(PASSAGE TO READ)
Sort of a hard question because everyone has a different situation but in my case I have a generous pension that we easily live off plus our house is paid for and we have medical/dental paid for by former employer.

I/we have 1 million in savings/investments including $300,000. in cash. Currently I have 2 $100,000. CD's paying around 2.50% and the remaining $100,000. in a Money Market account paying 1.5% which of course isn't locked in like a CD.

Is there an amount most people would recommend keeping fluid like in a Money Market? My thought was to roll this $100,000. Money Market into another CD and earn another 1% more. ($1,000. per year extra)

I don't like the idea of having all my cash being "locked in" but I figured that if I had each CD maturing at different time periods I'd always be within 4 or 5 month's of having one CD available. I also typically keep a few thousand in my checking account for emergencies or if something comes up I need to buy.

Why do you want to have so much cash? Is there some dire emergency you anticipate happening? With guaranteed income, a paid off house and a comprehensive medical plan, thirty percent seems excessive.

I keep six figures in cash and short term instruments because I have rentals. Repairs, evictions, and many other expensive problems can show up and sometimes in multiples. I will increase my cash if I anticipate a buying opportunity. I also keep six months of total expenses in bricks and mortar banks, high yield savings and money market accounts. That money is part of the six figures. If I did not have the rentals, I would only have six months of much lower expenses in savings plus a few thousand in checking.

In addition, I hold around three years of RMD's for an inherited IRA in treasury money market funds, short term treasuries and laddered CD's. I don't want to sell when the market tanks to pay out RMD's.

However, total cash is a small percentage of net worth. I would not have 30 percent of my investments in cash. Money needs to work.

I'm more conservative than most here, but I think in your situation, I would have a lot less cash. Low living costs plus a strong pension and health insurance make you less vulnerable to the vicissitudes of the market.
 
Why do you want to have so much cash? Is there some dire emergency you anticipate happening? With guaranteed income, a paid off house and a comprehensive medical plan, thirty percent seems excessive.

(RECORDS PROVIDED)
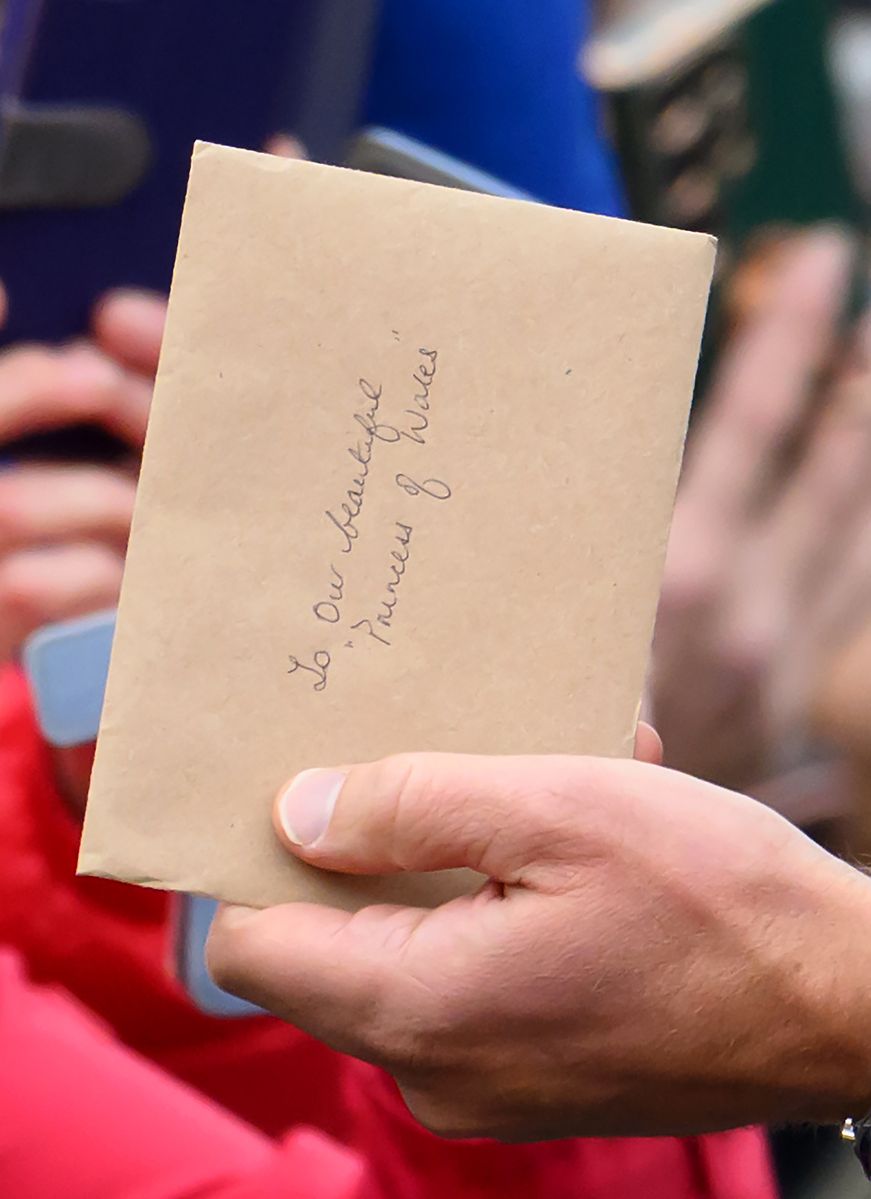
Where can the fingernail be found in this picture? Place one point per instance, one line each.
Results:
(305, 809)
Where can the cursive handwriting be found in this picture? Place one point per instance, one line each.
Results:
(431, 487)
(350, 507)
(419, 414)
(320, 664)
(397, 568)
(328, 609)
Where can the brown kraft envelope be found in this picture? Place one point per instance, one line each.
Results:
(407, 486)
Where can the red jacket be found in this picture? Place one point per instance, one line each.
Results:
(83, 1118)
(110, 946)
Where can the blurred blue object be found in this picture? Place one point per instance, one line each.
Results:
(194, 921)
(216, 70)
(496, 84)
(66, 666)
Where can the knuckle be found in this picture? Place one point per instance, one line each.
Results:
(446, 1119)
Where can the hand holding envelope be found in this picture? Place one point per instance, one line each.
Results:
(407, 484)
(650, 956)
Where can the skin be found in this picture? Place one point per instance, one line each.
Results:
(64, 528)
(769, 561)
(650, 956)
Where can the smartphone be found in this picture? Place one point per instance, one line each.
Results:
(66, 666)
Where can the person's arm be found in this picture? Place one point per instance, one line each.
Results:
(653, 955)
(83, 1116)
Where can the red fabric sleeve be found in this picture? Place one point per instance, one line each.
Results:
(82, 1116)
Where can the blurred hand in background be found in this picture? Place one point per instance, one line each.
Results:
(64, 525)
(769, 561)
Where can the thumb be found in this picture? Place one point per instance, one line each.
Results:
(424, 812)
(502, 817)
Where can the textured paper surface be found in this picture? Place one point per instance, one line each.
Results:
(407, 486)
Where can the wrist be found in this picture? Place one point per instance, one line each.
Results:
(834, 976)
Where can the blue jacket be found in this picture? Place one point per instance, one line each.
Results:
(494, 83)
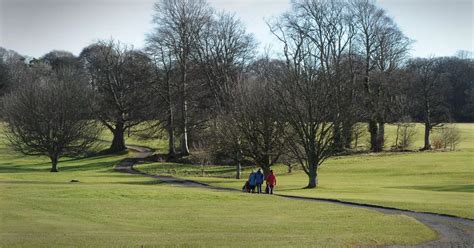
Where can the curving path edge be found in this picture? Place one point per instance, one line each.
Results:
(452, 231)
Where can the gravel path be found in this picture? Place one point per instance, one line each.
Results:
(453, 231)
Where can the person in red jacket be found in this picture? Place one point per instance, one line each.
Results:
(271, 182)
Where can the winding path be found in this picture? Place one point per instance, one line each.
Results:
(453, 231)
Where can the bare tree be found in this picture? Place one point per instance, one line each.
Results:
(49, 115)
(427, 83)
(161, 52)
(181, 23)
(383, 48)
(224, 52)
(261, 131)
(121, 78)
(316, 35)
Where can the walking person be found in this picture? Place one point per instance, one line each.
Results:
(252, 181)
(271, 181)
(259, 180)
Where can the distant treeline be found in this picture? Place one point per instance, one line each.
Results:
(200, 83)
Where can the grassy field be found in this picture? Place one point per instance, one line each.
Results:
(441, 182)
(106, 208)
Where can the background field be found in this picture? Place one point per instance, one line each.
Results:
(42, 209)
(441, 182)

(WORK TASK)
In the discussion about how much cash to keep in retirement, what interest rate does the $100,000 Money Market account pay?

(SOLUTION TO THIS TASK)
1.5%